THE EXERCISE:
Put every line of the material below into a JSON list of strings, one string for each line, and skip any blank lines. Leave the pictures out of your answer.

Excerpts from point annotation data

---

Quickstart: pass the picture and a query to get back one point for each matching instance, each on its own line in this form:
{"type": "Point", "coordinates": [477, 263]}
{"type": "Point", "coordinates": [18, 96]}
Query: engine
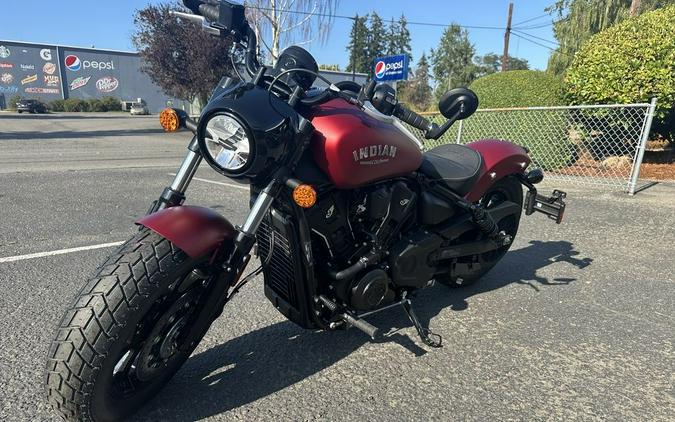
{"type": "Point", "coordinates": [348, 225]}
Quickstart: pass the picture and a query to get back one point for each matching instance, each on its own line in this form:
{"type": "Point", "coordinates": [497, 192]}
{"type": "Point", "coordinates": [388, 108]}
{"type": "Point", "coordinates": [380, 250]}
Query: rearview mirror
{"type": "Point", "coordinates": [458, 103]}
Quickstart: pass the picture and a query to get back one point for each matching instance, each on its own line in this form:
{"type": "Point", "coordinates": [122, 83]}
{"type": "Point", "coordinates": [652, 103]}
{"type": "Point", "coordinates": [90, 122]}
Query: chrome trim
{"type": "Point", "coordinates": [186, 171]}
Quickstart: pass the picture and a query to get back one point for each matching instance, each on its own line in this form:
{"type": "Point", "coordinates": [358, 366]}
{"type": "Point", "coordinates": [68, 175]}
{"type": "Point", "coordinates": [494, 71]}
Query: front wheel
{"type": "Point", "coordinates": [122, 339]}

---

COMPLETE OUTPUT:
[
  "Quickstart: pass the picture and a query to get back one point for each matching instance, each on its own line in this form:",
  "{\"type\": \"Point\", \"coordinates\": [477, 263]}",
  "{\"type\": \"Point\", \"coordinates\": [18, 96]}",
  "Query: engine",
  "{\"type\": \"Point\", \"coordinates\": [348, 225]}",
  "Quickstart: pass the picture and a query to get back one point for each matching instance, each on its own line in this form:",
  "{\"type\": \"Point\", \"coordinates\": [497, 192]}",
  "{\"type\": \"Point\", \"coordinates\": [388, 108]}",
  "{\"type\": \"Point\", \"coordinates\": [380, 250]}",
  "Query: rearview mirror",
  "{\"type\": \"Point\", \"coordinates\": [458, 103]}",
  "Quickstart: pass the picture and a query to get back one point for each matching instance, each on its own line in this form:",
  "{\"type\": \"Point\", \"coordinates\": [122, 83]}",
  "{\"type\": \"Point\", \"coordinates\": [652, 103]}",
  "{\"type\": \"Point\", \"coordinates\": [90, 122]}",
  "Query: chrome trim",
  "{\"type\": \"Point\", \"coordinates\": [186, 171]}",
  "Quickstart: pass the picture and a query to get back one point for each matching instance, each on its own line in this form:",
  "{\"type\": \"Point\", \"coordinates\": [358, 366]}",
  "{\"type\": \"Point\", \"coordinates\": [68, 175]}",
  "{\"type\": \"Point\", \"coordinates\": [494, 71]}",
  "Query: front wheel",
  "{\"type\": \"Point\", \"coordinates\": [122, 339]}"
]